Mundo das Palavras

Na intimidade misteriosa do olhar

O que terá visto Ricardo Oliveira Galvão Pinheiro, o Tatuagem, sorocabano, de 39 anos, quando olhou para o sargento Diego Pereira da Silva Santos, do Corpo de Bombeiros? Ricardo agarrava-se, então, aos cabos de aço dos para-raios, já na parte externa do nono andar do Edifício Wilton Paes de Almeida, no Largo do Paiçandu, em São Paulo. Minutos antes do prédio,  em chamas, desmoronar, no último dia 1, deixando sem moradia mais de 300 pessoas. 
 
Daquele olhar de Ricardo, disse Diego a Marcella Larocca, da TV Record, ele jamais vai esquecer. O bombeiro havia se aproximado de Tatuagem, no comando de uma equipe de salvamento, até uma distância de poucos metros. Após instalarem-se na laje do 15º e último andar do Edifício Caracu, já esvaziado de seus ocupantes por ordem dele. Devido à sua vizinhança com o edifício incendiado. 
 
Os bombeiros tinham se amarrados a uma das extremidades da corda de salvamento lançada na direção de Ricardo. A fim de que ele pudesse ser içado, depois de se amarrar igualmente, na extremidade oposta.

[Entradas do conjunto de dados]
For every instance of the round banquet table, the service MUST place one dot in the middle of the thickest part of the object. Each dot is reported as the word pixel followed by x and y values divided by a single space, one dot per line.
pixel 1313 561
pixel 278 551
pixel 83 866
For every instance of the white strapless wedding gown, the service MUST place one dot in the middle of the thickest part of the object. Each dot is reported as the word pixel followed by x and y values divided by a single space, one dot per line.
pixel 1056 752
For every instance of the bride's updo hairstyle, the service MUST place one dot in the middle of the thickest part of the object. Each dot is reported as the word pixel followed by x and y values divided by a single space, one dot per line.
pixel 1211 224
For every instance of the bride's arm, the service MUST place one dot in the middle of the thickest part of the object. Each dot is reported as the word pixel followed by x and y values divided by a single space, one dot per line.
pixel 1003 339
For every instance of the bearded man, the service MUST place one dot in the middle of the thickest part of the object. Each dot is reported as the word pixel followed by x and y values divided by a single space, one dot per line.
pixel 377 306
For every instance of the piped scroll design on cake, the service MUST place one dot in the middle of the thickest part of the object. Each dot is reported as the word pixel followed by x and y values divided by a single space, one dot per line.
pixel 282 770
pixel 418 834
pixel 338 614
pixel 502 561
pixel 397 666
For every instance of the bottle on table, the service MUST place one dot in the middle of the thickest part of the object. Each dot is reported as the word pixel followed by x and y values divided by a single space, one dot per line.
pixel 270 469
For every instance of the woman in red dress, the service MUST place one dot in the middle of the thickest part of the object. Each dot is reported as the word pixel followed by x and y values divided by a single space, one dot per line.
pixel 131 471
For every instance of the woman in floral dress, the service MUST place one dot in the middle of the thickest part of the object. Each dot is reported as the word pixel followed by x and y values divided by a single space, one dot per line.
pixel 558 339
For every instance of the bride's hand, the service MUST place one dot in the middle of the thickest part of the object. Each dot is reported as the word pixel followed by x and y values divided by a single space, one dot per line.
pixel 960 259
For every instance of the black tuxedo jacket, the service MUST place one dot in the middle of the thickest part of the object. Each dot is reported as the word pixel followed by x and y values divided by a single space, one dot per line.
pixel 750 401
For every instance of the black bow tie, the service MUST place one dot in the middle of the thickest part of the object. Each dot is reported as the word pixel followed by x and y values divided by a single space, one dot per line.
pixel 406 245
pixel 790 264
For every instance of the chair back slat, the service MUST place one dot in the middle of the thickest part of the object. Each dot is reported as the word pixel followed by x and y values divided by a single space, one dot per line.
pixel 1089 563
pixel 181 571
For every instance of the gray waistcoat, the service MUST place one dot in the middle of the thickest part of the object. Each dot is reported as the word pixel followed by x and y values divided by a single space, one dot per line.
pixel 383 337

:: Tarefa proposta ::
Pode copiar a fonte inteira, sem mudar nada? O material não tem papel algum aqui.

:: Resultado da tarefa ::
Mundo das Palavras

Na intimidade misteriosa do olhar

O que terá visto Ricardo Oliveira Galvão Pinheiro, o Tatuagem, sorocabano, de 39 anos, quando olhou para o sargento Diego Pereira da Silva Santos, do Corpo de Bombeiros? Ricardo agarrava-se, então, aos cabos de aço dos para-raios, já na parte externa do nono andar do Edifício Wilton Paes de Almeida, no Largo do Paiçandu, em São Paulo. Minutos antes do prédio,  em chamas, desmoronar, no último dia 1, deixando sem moradia mais de 300 pessoas. 
 
Daquele olhar de Ricardo, disse Diego a Marcella Larocca, da TV Record, ele jamais vai esquecer. O bombeiro havia se aproximado de Tatuagem, no comando de uma equipe de salvamento, até uma distância de poucos metros. Após instalarem-se na laje do 15º e último andar do Edifício Caracu, já esvaziado de seus ocupantes por ordem dele. Devido à sua vizinhança com o edifício incendiado. 
 
Os bombeiros tinham se amarrados a uma das extremidades da corda de salvamento lançada na direção de Ricardo. A fim de que ele pudesse ser içado, depois de se amarrar igualmente, na extremidade oposta.